= Try it =
Duplicate everything in the text on the tax status of office holders from "Office holding is" down to "inspectors are not.".

= Document text =
────────────────
This is our truth, tell us yours
Jeremy Corbyn’s tax return is a mess of a story, and with the characteristic clumsiness that defines his leadership Jeremy Corbyn has turned an open goal into an own goal.
British tax law is a mess. Everyone’s agreed on that.
One particularly cluttered and messy area of it is what’s known as office holding. A few years ago the Inland Revenue had to lobby for a change to tax law to ensure that office holders (such as company officers) did not gain a tax advantage over employees. It did this not by abolishing the venerable classification of office holding, but by tinkering with processes, rates and allowances.
Anyone who’s ever spent time with local councillors (who are not employees) or parish clerks (who are often both employees and office holders) or CIU social club secretaries (officeholders) will know that their tax status is a mess which IR tries to fix by ignoring the separate status and treating their fees or allowances for holding office as if they were wages.
Office holding is defined by case law, which tends to move incrementally. Depending on how you read the case law company directors, company registrars, trustees, part-time NHS hospital consultants and sub-postmasters are officers, but barristers’ clerks and Government-appointed inquiry inspectors are not.
HMRC’s employment status manual says that the following also are (or may be) officers: company secretaries, clergymen, coroners, chairmen and members of tribunals, local veterinary inspectors, and officials of social clubs (where elected under their constitutions). Others can be found in the manual’s section on particular occupations, e.g. parish clerks, judges and electoral returning officers.
Members of the House of Commons, the European Parliament and the devolved assemblies in Scotland, Wales and Northern Ireland, and local councillors are generally considered to be officers. The rules on clergymen are even weirder. All of this though lends support to the argument that the Leader of the Opposition holds office, not employment, and should declare their income differently.
────────────────
= Data provided =
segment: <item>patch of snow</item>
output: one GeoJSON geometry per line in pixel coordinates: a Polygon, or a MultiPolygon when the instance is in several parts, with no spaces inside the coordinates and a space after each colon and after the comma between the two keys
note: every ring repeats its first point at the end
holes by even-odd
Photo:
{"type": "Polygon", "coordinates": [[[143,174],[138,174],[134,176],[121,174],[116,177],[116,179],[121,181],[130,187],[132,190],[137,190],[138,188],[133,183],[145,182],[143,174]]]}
────────────────
= Answer box =
Office holding is defined by case law, which tends to move incrementally. Depending on how you read the case law company directors, company registrars, trustees, part-time NHS hospital consultants and sub-postmasters are officers, but barristers’ clerks and Government-appointed inquiry inspectors are not.